STATED GOAL.
Reproduce verbatim every line of the items below, from the line holding "Please point out the stone head" through the final line, both included.

━━━ RECORDS FOR PROCESSING ━━━

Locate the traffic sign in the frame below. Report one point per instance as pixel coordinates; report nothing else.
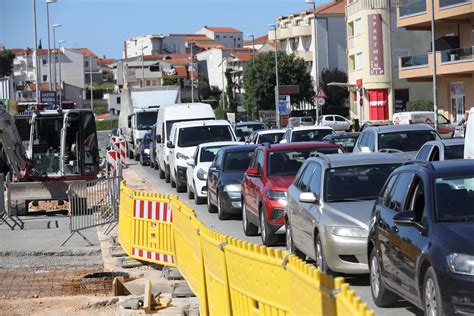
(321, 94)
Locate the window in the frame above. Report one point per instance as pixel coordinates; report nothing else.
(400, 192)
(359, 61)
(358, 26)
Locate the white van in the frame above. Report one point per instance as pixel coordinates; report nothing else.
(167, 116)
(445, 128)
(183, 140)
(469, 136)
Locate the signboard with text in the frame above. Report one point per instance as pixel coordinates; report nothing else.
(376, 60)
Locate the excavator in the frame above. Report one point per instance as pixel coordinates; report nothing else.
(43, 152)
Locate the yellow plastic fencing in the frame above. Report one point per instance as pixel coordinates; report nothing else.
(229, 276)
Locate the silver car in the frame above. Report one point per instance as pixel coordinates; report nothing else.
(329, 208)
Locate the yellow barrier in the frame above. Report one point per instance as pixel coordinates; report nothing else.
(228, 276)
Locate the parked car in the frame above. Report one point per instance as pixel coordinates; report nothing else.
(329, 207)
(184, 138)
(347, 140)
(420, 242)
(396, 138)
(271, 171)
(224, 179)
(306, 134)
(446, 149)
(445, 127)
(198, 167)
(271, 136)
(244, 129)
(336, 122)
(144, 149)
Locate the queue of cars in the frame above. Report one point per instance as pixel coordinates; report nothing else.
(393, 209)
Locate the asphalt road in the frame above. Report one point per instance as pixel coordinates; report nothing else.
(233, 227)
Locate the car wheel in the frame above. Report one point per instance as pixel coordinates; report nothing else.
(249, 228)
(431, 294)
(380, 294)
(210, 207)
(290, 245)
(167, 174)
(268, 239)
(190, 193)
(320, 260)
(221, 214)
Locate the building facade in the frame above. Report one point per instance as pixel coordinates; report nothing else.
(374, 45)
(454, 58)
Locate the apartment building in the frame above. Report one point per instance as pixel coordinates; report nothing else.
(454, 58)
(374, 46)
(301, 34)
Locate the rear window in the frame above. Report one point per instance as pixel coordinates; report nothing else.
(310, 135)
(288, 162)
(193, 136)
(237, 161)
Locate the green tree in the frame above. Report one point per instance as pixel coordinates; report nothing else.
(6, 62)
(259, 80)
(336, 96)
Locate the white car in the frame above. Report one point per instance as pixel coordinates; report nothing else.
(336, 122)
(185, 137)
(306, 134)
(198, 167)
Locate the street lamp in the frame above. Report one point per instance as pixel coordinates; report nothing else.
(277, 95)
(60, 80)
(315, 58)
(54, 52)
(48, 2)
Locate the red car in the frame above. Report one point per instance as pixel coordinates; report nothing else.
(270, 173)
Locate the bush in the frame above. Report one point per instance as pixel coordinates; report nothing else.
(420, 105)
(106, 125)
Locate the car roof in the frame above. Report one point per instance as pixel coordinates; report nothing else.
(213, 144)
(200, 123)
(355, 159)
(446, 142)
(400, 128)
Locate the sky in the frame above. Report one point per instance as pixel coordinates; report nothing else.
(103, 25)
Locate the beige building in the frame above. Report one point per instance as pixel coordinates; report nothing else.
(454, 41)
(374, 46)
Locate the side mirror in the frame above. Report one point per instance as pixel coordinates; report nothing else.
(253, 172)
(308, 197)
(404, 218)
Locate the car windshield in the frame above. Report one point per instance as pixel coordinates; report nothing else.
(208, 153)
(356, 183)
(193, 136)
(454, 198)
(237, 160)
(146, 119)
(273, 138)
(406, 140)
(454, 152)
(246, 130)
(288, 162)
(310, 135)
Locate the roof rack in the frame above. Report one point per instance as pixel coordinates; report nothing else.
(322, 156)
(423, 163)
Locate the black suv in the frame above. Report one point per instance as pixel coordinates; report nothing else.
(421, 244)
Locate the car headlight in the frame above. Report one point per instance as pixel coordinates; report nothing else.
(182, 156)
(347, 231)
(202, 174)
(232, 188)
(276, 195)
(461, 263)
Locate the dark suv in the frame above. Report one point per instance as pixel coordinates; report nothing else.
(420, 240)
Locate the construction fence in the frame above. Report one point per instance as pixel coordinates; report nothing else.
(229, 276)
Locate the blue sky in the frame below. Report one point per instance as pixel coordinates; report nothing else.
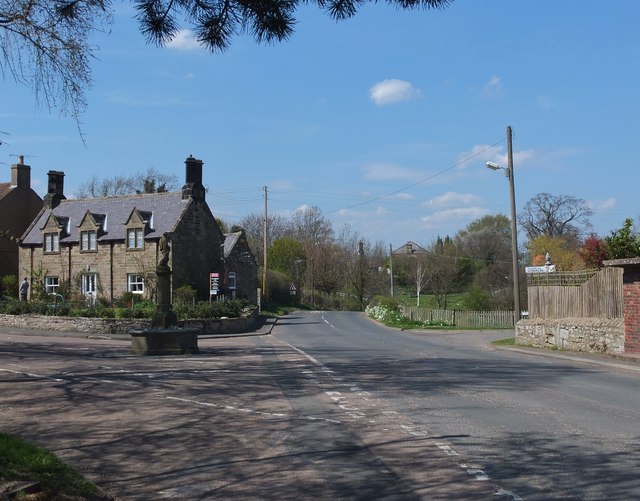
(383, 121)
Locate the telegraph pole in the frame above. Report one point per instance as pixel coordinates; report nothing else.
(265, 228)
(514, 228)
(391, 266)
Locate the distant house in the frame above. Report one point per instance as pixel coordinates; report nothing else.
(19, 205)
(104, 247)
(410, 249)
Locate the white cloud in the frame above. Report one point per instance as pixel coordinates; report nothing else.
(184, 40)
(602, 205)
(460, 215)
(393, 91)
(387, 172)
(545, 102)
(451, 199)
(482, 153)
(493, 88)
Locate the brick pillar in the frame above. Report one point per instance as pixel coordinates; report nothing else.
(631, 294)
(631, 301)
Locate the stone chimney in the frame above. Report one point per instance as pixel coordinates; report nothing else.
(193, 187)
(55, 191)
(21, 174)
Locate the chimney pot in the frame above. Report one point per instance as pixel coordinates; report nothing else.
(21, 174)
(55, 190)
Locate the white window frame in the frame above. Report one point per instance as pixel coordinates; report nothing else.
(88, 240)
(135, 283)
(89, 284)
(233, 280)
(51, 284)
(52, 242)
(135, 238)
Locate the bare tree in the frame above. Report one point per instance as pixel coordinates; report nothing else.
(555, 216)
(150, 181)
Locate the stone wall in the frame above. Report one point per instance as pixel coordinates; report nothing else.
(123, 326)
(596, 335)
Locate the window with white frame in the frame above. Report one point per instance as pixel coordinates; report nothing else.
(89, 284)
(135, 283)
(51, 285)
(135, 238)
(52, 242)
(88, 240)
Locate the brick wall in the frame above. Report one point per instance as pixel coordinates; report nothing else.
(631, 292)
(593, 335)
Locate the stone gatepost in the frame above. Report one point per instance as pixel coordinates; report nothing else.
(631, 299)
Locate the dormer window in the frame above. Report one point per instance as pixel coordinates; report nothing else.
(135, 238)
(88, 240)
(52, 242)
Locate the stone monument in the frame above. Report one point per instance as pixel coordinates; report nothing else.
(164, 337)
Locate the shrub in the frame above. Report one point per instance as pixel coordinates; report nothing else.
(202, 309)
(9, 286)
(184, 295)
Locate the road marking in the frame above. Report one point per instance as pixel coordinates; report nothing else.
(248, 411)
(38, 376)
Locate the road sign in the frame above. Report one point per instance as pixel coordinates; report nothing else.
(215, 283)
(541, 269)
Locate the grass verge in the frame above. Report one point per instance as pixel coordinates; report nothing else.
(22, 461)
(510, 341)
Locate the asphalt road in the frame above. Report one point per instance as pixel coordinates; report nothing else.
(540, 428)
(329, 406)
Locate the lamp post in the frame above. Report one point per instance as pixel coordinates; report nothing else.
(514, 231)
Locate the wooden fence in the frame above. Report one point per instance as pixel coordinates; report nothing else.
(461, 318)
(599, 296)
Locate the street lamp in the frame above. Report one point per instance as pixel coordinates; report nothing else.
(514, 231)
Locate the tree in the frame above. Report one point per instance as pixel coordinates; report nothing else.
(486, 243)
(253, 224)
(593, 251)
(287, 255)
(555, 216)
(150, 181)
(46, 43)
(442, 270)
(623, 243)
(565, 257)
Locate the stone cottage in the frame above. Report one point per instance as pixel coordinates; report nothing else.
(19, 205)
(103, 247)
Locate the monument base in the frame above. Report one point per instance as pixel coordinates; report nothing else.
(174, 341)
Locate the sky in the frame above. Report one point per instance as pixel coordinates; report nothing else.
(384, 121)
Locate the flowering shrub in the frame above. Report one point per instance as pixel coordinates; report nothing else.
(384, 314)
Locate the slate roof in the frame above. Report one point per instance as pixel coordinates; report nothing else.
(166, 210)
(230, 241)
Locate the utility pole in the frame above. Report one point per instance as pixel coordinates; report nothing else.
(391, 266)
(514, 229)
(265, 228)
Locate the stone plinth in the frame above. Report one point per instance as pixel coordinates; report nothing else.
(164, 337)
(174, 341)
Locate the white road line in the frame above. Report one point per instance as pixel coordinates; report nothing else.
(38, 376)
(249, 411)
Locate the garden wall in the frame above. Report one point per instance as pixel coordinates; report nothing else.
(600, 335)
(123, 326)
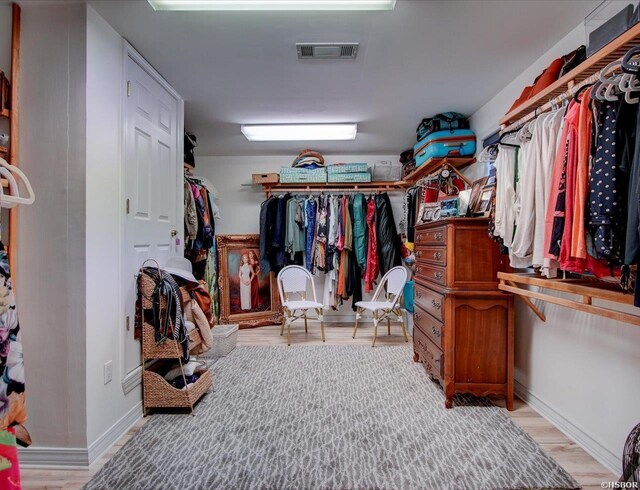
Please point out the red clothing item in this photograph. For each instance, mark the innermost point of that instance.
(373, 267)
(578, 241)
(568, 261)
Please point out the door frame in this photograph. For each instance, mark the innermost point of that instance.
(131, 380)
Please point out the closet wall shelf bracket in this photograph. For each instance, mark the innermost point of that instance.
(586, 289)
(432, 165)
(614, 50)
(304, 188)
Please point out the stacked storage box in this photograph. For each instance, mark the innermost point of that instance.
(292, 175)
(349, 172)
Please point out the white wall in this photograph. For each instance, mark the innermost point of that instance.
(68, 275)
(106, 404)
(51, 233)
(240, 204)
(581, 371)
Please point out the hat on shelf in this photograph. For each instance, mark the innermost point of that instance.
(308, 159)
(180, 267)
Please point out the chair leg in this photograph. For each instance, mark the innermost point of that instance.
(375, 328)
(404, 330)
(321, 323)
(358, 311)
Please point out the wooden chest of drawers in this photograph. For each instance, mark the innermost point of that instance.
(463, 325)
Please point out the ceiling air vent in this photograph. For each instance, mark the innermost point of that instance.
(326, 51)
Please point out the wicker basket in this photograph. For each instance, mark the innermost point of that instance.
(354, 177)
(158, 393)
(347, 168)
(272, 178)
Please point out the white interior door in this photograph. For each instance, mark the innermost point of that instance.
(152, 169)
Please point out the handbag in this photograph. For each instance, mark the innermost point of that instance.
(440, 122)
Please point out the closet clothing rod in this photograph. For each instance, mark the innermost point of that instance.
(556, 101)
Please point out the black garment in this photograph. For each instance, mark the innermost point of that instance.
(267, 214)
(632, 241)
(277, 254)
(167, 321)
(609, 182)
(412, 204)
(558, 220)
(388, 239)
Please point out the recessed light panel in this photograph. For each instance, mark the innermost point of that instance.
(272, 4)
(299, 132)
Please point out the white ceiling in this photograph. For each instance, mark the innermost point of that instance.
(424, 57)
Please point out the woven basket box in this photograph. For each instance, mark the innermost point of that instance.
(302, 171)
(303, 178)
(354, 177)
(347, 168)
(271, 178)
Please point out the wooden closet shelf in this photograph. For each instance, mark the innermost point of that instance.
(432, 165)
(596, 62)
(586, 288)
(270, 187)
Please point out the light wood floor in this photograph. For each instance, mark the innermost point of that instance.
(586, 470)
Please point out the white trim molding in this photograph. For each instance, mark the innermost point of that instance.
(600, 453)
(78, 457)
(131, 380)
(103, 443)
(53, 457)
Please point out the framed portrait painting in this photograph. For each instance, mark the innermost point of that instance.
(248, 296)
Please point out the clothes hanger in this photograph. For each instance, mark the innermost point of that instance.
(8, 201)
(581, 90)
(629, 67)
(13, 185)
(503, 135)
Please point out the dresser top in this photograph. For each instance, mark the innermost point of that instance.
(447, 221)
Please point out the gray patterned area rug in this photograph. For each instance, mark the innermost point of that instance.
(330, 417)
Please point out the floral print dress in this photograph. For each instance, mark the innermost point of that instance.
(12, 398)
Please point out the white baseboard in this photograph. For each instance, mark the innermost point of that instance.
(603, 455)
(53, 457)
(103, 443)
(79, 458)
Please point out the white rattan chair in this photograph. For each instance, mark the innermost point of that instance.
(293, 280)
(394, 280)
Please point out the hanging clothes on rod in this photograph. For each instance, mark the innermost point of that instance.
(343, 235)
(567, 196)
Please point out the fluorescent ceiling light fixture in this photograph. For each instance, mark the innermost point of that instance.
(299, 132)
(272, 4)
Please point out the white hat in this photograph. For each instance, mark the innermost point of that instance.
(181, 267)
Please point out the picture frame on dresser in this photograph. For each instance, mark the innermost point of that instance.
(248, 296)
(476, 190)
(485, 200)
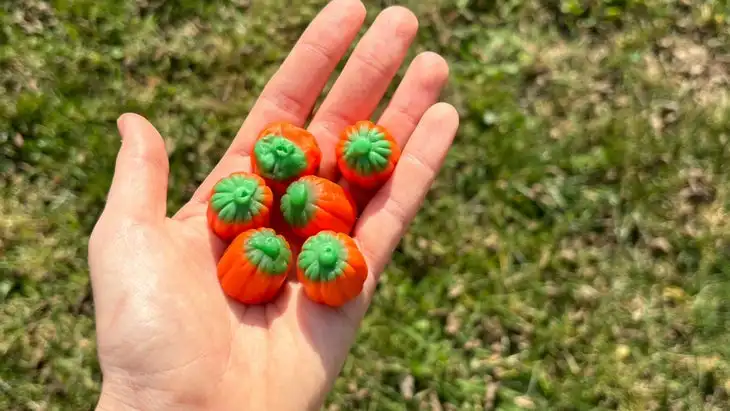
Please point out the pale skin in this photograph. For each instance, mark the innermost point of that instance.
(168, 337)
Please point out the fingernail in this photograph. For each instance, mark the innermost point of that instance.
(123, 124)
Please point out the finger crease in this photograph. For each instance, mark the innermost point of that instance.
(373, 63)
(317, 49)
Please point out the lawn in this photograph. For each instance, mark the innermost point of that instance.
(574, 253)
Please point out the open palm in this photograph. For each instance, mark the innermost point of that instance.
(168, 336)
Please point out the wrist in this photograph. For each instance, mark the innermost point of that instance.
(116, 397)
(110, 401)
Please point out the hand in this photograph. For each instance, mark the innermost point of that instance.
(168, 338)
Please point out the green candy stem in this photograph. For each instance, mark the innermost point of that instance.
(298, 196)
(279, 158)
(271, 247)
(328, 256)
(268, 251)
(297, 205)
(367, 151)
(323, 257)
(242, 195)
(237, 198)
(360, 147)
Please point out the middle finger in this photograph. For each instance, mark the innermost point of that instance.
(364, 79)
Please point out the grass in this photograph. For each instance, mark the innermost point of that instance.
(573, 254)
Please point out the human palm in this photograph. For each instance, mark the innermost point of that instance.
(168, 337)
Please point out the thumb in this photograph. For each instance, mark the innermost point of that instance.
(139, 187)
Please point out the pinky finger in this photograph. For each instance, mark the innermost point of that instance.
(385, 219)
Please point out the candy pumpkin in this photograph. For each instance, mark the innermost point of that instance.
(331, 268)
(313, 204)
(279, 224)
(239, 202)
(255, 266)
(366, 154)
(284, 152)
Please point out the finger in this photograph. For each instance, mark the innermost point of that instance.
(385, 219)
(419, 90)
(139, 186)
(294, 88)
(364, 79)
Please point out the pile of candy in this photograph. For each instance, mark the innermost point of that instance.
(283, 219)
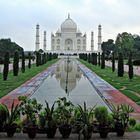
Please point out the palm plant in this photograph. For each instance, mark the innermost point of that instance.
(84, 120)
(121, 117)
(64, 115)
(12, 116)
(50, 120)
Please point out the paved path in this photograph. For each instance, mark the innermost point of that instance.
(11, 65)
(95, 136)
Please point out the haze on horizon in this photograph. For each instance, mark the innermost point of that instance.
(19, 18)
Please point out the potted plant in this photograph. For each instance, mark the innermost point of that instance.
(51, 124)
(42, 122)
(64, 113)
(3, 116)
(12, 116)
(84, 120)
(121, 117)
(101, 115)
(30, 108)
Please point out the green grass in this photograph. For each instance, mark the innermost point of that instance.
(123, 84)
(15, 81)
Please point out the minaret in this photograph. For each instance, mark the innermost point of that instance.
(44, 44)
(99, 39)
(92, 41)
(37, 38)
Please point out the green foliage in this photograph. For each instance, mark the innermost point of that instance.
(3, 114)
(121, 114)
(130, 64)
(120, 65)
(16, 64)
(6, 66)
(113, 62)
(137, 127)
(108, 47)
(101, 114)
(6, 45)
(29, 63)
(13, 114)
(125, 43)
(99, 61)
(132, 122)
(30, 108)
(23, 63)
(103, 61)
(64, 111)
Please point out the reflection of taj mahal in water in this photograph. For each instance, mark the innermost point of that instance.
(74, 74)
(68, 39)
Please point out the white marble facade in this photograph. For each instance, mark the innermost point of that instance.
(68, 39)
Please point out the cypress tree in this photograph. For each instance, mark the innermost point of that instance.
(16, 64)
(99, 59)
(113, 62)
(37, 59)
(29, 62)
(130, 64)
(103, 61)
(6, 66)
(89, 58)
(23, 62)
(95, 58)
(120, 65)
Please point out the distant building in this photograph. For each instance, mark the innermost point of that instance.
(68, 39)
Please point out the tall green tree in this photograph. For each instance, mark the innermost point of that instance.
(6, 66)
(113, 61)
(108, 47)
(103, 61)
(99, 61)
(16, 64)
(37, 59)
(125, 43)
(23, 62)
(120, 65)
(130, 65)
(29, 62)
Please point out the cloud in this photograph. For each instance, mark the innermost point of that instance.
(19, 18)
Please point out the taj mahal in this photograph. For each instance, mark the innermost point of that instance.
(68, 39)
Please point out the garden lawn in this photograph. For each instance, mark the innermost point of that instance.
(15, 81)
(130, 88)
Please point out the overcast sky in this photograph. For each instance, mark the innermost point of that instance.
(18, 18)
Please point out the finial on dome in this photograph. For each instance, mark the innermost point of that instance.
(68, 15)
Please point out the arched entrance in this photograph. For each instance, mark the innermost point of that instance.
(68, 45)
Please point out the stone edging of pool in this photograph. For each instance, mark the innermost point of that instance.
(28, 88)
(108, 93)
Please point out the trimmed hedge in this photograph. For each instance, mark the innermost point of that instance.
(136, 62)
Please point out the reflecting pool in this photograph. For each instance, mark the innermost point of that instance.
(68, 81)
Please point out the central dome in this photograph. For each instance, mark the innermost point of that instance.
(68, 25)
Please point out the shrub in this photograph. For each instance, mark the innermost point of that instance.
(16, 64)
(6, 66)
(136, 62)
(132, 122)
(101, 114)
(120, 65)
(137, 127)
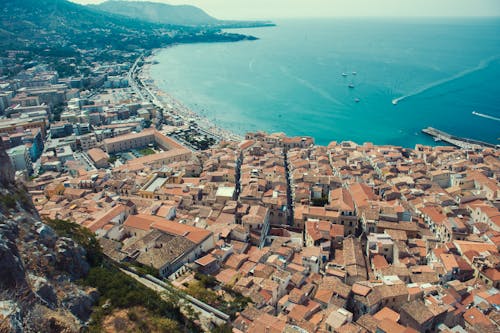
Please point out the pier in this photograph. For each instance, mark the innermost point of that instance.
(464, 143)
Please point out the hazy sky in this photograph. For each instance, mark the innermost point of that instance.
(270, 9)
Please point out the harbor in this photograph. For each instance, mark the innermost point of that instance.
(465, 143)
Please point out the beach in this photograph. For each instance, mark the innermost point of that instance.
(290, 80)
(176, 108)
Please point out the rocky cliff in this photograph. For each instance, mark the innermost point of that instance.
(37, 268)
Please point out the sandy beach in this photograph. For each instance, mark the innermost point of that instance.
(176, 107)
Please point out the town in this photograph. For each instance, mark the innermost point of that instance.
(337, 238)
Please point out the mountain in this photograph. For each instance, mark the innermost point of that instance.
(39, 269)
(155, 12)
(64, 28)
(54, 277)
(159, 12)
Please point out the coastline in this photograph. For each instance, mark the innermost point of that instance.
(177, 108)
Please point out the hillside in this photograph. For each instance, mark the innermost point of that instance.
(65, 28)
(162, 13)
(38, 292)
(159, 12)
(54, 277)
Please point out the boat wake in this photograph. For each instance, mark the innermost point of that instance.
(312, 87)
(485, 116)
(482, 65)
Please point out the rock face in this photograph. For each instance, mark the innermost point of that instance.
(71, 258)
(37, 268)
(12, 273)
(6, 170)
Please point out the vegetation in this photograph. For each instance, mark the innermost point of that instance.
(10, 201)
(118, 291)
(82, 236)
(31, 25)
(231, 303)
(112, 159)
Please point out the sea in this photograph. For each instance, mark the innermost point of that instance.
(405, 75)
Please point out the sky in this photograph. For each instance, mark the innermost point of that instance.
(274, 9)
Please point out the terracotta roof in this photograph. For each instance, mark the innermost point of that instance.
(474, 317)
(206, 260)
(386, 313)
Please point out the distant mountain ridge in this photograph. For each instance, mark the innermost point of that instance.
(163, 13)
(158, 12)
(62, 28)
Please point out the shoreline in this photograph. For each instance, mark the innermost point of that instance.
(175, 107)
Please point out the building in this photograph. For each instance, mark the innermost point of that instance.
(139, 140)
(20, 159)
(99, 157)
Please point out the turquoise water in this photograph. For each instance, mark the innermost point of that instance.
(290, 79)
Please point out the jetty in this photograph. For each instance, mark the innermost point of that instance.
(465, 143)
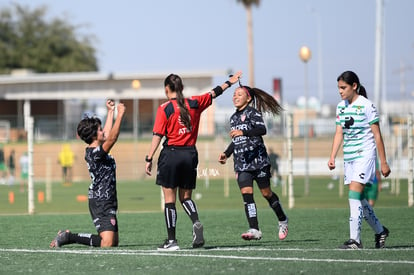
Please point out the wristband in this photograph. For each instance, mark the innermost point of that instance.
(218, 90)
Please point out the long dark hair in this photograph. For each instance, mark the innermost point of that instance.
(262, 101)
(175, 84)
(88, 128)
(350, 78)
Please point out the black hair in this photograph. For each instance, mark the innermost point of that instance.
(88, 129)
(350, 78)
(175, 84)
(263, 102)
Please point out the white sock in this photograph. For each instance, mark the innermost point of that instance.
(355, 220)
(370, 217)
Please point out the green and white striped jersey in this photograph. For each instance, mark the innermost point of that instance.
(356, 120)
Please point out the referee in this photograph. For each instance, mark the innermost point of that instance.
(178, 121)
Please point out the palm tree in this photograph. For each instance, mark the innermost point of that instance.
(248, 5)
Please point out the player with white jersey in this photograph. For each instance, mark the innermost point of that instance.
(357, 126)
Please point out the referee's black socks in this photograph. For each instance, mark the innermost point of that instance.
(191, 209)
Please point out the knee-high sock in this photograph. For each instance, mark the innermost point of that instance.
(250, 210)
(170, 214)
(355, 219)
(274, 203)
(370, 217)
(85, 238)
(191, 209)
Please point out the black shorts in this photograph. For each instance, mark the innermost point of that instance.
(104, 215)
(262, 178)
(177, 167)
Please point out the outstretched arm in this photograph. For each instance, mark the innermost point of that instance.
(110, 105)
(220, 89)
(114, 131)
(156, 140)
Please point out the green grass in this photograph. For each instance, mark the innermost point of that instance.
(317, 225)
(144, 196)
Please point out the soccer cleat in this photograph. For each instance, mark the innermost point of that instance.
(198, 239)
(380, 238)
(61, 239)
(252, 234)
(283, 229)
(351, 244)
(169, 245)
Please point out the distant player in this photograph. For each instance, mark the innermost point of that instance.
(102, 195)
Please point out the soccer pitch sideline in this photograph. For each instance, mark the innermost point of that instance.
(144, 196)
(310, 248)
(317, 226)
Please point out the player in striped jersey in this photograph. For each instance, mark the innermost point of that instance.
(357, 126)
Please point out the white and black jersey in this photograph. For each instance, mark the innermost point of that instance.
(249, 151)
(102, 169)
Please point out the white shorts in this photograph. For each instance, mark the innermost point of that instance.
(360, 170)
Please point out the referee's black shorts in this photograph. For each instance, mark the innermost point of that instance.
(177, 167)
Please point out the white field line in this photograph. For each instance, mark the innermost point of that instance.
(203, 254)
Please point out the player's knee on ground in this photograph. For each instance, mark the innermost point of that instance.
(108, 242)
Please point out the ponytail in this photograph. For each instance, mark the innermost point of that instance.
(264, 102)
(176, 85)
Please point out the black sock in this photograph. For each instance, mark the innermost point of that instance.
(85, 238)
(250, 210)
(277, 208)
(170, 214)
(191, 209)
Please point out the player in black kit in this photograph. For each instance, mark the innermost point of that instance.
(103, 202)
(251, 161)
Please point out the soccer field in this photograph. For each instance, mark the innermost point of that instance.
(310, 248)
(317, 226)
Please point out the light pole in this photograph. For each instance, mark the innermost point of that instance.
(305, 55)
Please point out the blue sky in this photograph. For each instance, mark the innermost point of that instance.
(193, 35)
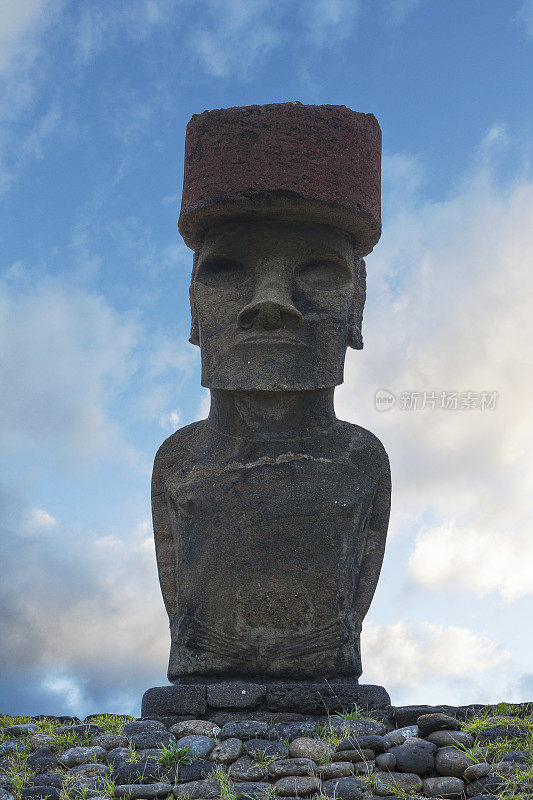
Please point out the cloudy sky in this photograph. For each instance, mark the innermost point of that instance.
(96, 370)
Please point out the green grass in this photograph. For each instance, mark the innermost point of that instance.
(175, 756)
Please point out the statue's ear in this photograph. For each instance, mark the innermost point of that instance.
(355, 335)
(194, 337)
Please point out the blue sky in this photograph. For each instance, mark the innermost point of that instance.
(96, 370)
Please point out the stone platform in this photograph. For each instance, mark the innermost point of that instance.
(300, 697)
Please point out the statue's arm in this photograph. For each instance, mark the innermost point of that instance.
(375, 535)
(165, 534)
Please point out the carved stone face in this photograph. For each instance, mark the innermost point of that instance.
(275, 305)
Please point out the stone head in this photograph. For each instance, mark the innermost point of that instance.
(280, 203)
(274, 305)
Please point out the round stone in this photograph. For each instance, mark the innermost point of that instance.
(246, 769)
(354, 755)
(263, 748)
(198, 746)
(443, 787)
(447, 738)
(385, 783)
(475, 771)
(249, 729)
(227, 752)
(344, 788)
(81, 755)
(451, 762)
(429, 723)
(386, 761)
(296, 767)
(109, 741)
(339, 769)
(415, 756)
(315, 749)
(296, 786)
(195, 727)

━━━

CORRECT RESULT.
Please point out the stone head in this photograph. For each instance, mark the innermost point of that instance.
(280, 203)
(274, 305)
Please point out the round stone in this photograph. For each instance, mark the innermost point of that instance.
(246, 769)
(354, 755)
(263, 748)
(198, 746)
(443, 787)
(447, 738)
(385, 783)
(475, 771)
(249, 729)
(227, 752)
(344, 788)
(81, 755)
(451, 762)
(429, 723)
(386, 761)
(296, 767)
(109, 741)
(339, 769)
(415, 756)
(315, 749)
(296, 786)
(195, 727)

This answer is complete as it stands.